Could you return the data that follows exactly, minus the images?

Extracted records section start

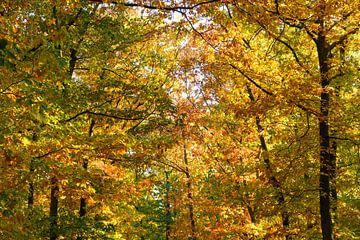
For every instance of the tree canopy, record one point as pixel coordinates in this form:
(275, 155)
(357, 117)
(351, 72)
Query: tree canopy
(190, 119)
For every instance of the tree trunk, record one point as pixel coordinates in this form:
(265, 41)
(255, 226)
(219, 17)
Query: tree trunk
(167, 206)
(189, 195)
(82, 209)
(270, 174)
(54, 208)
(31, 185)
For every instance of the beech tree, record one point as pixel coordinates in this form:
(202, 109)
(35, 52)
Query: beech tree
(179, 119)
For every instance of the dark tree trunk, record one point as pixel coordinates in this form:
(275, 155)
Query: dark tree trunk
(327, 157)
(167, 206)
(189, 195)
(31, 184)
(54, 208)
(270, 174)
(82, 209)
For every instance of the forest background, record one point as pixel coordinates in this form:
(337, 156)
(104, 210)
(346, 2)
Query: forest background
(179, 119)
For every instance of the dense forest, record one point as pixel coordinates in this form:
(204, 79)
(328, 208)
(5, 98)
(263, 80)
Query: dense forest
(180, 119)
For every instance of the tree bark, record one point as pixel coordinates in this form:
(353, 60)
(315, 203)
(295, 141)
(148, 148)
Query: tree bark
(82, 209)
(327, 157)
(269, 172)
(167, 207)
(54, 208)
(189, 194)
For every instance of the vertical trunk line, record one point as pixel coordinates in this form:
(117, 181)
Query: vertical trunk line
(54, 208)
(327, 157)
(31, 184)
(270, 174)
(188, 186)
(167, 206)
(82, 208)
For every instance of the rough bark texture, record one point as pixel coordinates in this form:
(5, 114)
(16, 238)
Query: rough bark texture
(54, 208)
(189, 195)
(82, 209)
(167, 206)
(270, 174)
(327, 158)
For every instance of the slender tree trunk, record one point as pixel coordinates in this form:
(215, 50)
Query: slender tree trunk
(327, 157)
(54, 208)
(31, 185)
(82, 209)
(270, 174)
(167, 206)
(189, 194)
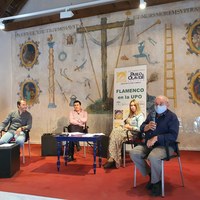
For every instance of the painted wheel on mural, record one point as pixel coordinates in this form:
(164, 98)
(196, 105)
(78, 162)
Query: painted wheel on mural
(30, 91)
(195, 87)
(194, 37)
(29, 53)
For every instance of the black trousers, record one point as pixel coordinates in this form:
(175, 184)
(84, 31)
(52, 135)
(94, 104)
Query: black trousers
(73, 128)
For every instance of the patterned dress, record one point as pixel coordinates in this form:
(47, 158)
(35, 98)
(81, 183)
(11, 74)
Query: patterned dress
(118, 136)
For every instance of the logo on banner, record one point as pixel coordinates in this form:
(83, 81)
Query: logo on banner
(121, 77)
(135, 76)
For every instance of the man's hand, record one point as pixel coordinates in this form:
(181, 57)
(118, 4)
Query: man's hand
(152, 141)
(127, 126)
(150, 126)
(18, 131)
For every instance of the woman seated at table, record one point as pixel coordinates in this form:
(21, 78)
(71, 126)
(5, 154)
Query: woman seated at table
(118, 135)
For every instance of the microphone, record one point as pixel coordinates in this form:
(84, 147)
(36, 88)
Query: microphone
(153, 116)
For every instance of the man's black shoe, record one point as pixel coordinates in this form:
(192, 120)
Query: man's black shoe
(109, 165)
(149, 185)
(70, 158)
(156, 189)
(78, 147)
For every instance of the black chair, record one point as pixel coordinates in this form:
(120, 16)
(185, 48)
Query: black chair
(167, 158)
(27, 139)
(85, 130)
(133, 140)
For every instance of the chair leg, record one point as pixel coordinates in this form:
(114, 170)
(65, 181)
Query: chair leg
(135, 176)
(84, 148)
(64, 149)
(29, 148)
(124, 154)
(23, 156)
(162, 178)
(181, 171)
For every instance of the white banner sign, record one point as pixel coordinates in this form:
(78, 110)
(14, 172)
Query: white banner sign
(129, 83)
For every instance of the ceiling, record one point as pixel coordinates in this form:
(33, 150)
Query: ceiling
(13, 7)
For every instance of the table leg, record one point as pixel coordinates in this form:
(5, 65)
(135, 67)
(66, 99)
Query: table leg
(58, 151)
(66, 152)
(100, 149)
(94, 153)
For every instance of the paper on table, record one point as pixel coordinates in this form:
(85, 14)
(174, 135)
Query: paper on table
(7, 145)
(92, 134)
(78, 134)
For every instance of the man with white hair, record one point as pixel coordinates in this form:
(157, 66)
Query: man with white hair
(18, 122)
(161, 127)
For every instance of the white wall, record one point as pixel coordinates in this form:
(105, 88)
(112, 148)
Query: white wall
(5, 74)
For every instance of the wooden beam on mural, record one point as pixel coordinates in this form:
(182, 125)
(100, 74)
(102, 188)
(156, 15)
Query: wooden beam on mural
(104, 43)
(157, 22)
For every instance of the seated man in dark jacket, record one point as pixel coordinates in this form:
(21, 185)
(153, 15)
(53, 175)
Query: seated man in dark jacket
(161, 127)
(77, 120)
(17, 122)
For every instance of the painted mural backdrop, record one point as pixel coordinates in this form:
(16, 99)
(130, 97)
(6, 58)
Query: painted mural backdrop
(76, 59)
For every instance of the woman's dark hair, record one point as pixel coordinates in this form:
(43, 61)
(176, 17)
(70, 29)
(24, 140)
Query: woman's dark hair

Extracted records section end

### Solution to this exercise
For every instance of the tree canopy, record one point as pixel coordinates in this form:
(275, 155)
(357, 117)
(351, 72)
Query: tree canopy
(190, 119)
For every instance of the tree trunk, record one point as pixel coordinates in this form:
(265, 41)
(255, 226)
(219, 17)
Query: tree trunk
(167, 206)
(189, 195)
(82, 209)
(270, 174)
(54, 208)
(31, 185)
For every instance of the beech tree, record one point as pixel coordinates in this form:
(202, 109)
(35, 52)
Query: beech tree
(179, 119)
For every instance of the dark tree trunk, record one point as pixel coordinates in this form:
(275, 155)
Query: dark tree trunk
(327, 157)
(167, 206)
(189, 195)
(31, 184)
(54, 208)
(270, 174)
(82, 209)
For every instance of the forest background, record one point as pixel coordinates in this form:
(337, 156)
(104, 210)
(346, 2)
Query: forest background
(179, 119)
For every instance of the dense forest, record one point as pixel coordinates in this form:
(204, 79)
(328, 208)
(5, 98)
(263, 80)
Query: dense forest
(180, 119)
For every instance of the tree bark, record one point as pixel coordinates in this form:
(353, 60)
(315, 203)
(295, 141)
(148, 148)
Query: tree bark
(82, 209)
(327, 157)
(269, 172)
(167, 207)
(54, 208)
(189, 194)
For every instance of the vertical trunk line, record one point as pixel coordinates in this form:
(117, 181)
Query: vertical trunk line
(54, 208)
(327, 157)
(31, 184)
(270, 174)
(188, 186)
(167, 206)
(82, 208)
For every instance of the rough bark texture, record one point as pixel coordinates in this form:
(5, 114)
(16, 238)
Query: rough bark texture
(54, 208)
(189, 195)
(82, 209)
(167, 206)
(270, 174)
(327, 158)
For every instance of the slender tree trunk, record one point as pixel coordinates in this form:
(215, 50)
Query: slender tree trunk
(327, 157)
(54, 208)
(31, 185)
(82, 209)
(270, 174)
(167, 206)
(189, 194)
For every instance of the painted wheel on mural, record one point as pixel coordinates in this form:
(164, 98)
(196, 105)
(78, 162)
Query: painted wheel on mural
(30, 91)
(195, 87)
(194, 37)
(29, 53)
For every instance of the black trousers, record one point as pixel coordinates in this form:
(175, 184)
(84, 31)
(52, 135)
(94, 104)
Query: black trousers
(73, 128)
For every instance of the patterned dress, record one point as pixel coordinates in this form:
(47, 158)
(35, 98)
(81, 183)
(11, 74)
Query: patterned dress
(118, 136)
For every instance of the logo on banner, record one point as pixel coordinates in this form:
(83, 81)
Query: logo on banner
(121, 77)
(135, 76)
For every instance of the man's hand, record one point as pixel coordinates in this form:
(181, 57)
(118, 4)
Query: man's hand
(152, 141)
(127, 126)
(150, 126)
(18, 131)
For every instance of the woman seated at table, record one point as pixel coordinates in this form:
(21, 78)
(71, 126)
(5, 154)
Query: woman seated at table
(118, 135)
For every instance of the microphone, record one point as pixel coordinates in this form:
(84, 147)
(36, 88)
Query: microphone
(153, 116)
For every instance of the man's black shoe, record one point as pixel coordinates in this form:
(192, 120)
Query: man's black shoe
(109, 165)
(149, 185)
(70, 158)
(156, 189)
(78, 147)
For every instance of the black chair, record one point as pixel coordinates in this form:
(120, 16)
(185, 48)
Query: black chair
(167, 158)
(27, 139)
(85, 130)
(133, 140)
For every instance of the chair leg, record one point as pixel coordinates in this form:
(114, 170)
(65, 181)
Query: chair leg
(135, 176)
(84, 148)
(64, 149)
(29, 148)
(124, 154)
(23, 156)
(162, 178)
(181, 171)
For every instance of the white banner sign, record one point as pixel coordinates in this form:
(78, 110)
(14, 172)
Query: white banner sign
(129, 83)
For every instance of the ceiling, record one point as pixel coordinates in this form:
(33, 150)
Query: ceiling
(13, 7)
For every instance of the table leg, record one point as pixel coordinates in this form:
(5, 65)
(135, 67)
(66, 99)
Query: table leg
(58, 151)
(66, 152)
(100, 149)
(94, 153)
For every instance of the paper on table, record one point as pixel coordinates in this form:
(85, 14)
(174, 135)
Query: paper on table
(7, 145)
(92, 134)
(78, 134)
For every instance of the man with white hair, record one point as pixel coordinates in this form:
(157, 66)
Query: man with white hair
(18, 122)
(161, 127)
For every instance of the white wall, record one point as pixel coordinates in this form:
(105, 88)
(112, 148)
Query: white wall
(5, 74)
For every instance of the wooden beam on mural, record one point as pixel coordinates in this form:
(182, 125)
(100, 74)
(102, 188)
(156, 15)
Query: wooden beam on mural
(104, 43)
(157, 22)
For every instance of the seated man in dark jacket, record one point as pixel coordinates in this form:
(21, 185)
(153, 15)
(53, 175)
Query: seated man in dark jacket
(161, 127)
(77, 120)
(17, 122)
For every instance of the painted mural backdrop, record one point as pixel coordinates in this form:
(16, 99)
(130, 97)
(6, 58)
Query: painted mural backdrop
(76, 59)
For every instance of the woman's dark hair, record one point as pixel coordinates in this form:
(43, 61)
(176, 17)
(70, 29)
(24, 140)
Query: woman's dark hair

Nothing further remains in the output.